▶ **OBJECTIVE**
Copy all of the lines below word for word, without changing a single character.

▶ **RECORDS SHOWN**
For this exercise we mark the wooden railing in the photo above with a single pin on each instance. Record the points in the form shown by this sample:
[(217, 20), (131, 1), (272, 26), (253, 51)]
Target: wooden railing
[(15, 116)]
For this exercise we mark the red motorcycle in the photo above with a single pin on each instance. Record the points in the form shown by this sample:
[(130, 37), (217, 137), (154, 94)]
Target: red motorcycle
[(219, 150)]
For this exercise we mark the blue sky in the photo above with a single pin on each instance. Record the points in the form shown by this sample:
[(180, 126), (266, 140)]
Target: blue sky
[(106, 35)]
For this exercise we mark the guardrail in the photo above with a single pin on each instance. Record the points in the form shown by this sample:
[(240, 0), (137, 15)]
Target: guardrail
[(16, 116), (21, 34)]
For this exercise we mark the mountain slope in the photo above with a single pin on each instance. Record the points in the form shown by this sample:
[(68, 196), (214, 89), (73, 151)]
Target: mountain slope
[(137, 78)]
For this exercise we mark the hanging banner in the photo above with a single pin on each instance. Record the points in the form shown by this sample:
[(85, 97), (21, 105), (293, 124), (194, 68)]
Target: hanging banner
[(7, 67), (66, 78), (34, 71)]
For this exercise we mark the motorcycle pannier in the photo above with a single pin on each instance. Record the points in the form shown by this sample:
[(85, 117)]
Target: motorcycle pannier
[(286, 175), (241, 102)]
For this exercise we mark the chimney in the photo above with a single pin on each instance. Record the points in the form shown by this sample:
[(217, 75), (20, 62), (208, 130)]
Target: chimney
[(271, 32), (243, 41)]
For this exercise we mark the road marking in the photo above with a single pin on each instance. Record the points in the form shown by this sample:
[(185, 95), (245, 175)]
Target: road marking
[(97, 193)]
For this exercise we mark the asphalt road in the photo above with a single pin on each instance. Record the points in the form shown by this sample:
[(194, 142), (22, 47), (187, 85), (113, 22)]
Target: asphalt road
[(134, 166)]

▶ **TASK OUTPUT**
For this exercise we mark the wooden railing in the photo above with a single pin on each instance. Record the points in the form shown by this sample:
[(217, 20), (131, 1), (272, 26), (253, 51)]
Target: wooden railing
[(15, 116)]
For this exercise we mark the red motorcycle in the photo above with a single pin on each instance. Record the points in the form shown by this sample:
[(130, 37), (217, 137), (154, 94)]
Target: red motorcycle
[(219, 150)]
For this exercise we mark the blue sky in the photo above with a single pin on each instance. Record the points in the form shown by this sample:
[(180, 126), (266, 140)]
Target: blue sky
[(106, 35)]
For this exercise we mark the guardrail in the photo above with a single pin on each instance. Record the points in the form shown by this sample:
[(240, 0), (137, 15)]
Target: guardrail
[(16, 116), (21, 34)]
For this exercise we mark the mountain slope in the photo above with a single pin on each instance. Record the points in the form shown by this sample:
[(68, 196), (214, 89), (73, 151)]
Target: mountain slope
[(137, 78)]
For this exercise we mark the hanging banner in the photo above with a single pin on each instance. Record the points in the form shown by this sample:
[(85, 97), (21, 105), (293, 124), (194, 68)]
Target: hanging banner
[(7, 67), (66, 78), (34, 71)]
For this exercise we mark the motorcycle pannier in the photo above with a single pin on each instance. Record the points in the form shown by this sample:
[(85, 117)]
Target: motorcycle pannier
[(286, 175), (241, 102)]
For this exercise we mark the chimney in the photo above with a single pin on each instance. Record the points in the form shown by this sample:
[(217, 75), (20, 62), (208, 130)]
Target: chimney
[(271, 32), (243, 41)]
For this exercise we mark the road marking in the photo above with a single pin on each instance. Record the points in the form shown by this sample:
[(185, 95), (245, 175)]
Target: road marking
[(97, 193)]
For this exercise we mark the asphalt road in the photo above with a single pin on each instance. Record the points in the form shown by this sample:
[(194, 142), (22, 47), (187, 85), (113, 22)]
Target: asphalt road
[(134, 166)]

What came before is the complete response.